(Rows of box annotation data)
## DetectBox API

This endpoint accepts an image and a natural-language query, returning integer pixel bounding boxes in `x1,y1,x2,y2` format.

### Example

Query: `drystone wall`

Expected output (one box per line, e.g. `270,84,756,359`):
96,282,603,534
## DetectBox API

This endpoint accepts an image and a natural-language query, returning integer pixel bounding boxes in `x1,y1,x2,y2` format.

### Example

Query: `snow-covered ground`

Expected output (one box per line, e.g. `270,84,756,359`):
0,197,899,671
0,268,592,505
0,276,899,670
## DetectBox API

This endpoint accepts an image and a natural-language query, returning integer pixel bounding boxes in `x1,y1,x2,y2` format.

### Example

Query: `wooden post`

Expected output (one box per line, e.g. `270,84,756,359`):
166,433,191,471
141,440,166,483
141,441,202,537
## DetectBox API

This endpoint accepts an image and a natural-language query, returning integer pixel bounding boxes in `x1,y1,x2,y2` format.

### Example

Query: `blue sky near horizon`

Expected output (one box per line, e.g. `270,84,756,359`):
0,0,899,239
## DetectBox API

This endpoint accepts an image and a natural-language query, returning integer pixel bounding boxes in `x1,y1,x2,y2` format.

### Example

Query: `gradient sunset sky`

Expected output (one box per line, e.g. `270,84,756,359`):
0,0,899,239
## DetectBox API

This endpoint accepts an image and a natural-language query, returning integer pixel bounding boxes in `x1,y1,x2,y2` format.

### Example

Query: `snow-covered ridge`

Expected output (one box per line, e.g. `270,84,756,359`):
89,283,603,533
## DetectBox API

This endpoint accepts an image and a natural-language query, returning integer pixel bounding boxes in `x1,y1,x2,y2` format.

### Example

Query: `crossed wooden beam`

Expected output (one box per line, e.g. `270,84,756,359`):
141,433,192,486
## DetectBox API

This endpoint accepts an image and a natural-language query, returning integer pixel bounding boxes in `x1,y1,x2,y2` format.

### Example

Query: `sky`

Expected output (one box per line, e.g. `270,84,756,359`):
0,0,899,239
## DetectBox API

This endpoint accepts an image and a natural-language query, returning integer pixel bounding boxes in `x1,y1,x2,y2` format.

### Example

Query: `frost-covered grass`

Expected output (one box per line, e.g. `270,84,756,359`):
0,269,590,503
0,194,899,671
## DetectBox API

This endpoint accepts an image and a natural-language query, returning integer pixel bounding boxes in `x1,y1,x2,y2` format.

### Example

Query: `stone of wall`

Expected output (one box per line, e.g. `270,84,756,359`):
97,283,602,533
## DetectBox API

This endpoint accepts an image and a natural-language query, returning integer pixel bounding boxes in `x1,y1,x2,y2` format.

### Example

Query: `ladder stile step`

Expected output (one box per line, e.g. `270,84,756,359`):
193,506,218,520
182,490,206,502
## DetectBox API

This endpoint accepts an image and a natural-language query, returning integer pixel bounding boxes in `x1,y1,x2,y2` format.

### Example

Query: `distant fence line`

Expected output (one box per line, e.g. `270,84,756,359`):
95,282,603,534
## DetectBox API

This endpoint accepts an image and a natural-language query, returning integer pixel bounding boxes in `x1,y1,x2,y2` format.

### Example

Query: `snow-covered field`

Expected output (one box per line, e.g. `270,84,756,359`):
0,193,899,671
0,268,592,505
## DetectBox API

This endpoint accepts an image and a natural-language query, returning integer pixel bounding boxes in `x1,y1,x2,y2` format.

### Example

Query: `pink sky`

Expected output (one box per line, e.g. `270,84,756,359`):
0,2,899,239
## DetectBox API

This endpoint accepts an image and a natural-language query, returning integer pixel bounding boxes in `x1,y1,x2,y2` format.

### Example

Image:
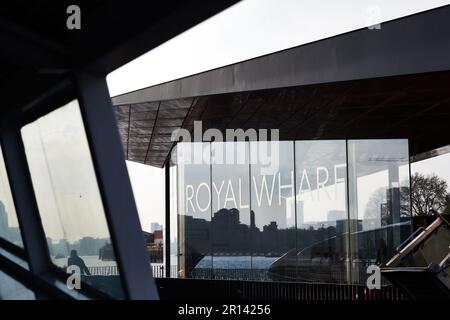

> _PROBLEM TO WORK ON_
Can you reproduce the records word for word, starting at their first line and ending with the line that holds "0,276,899,670", that line included?

> _EXERCISE ANSWER_
## DetectBox API

This endpoint accepts an image and a natural-language query, returning integer pixel bounding boxes in `x1,y1,x2,y2` format.

### Example

Query: `drystone wall`

Expected output (one box per line, e.g. `270,84,756,359`):
96,282,603,534
## DetectBox API

This endpoint accepts an image and a natural-language query, returning integer pixel bounding boxes in `x1,y1,x2,y2` format.

### Example

Query: `snow-covered ground`

Expected output (one box per line, e.g. `270,84,756,359`):
0,197,899,671
0,268,592,505
0,276,899,670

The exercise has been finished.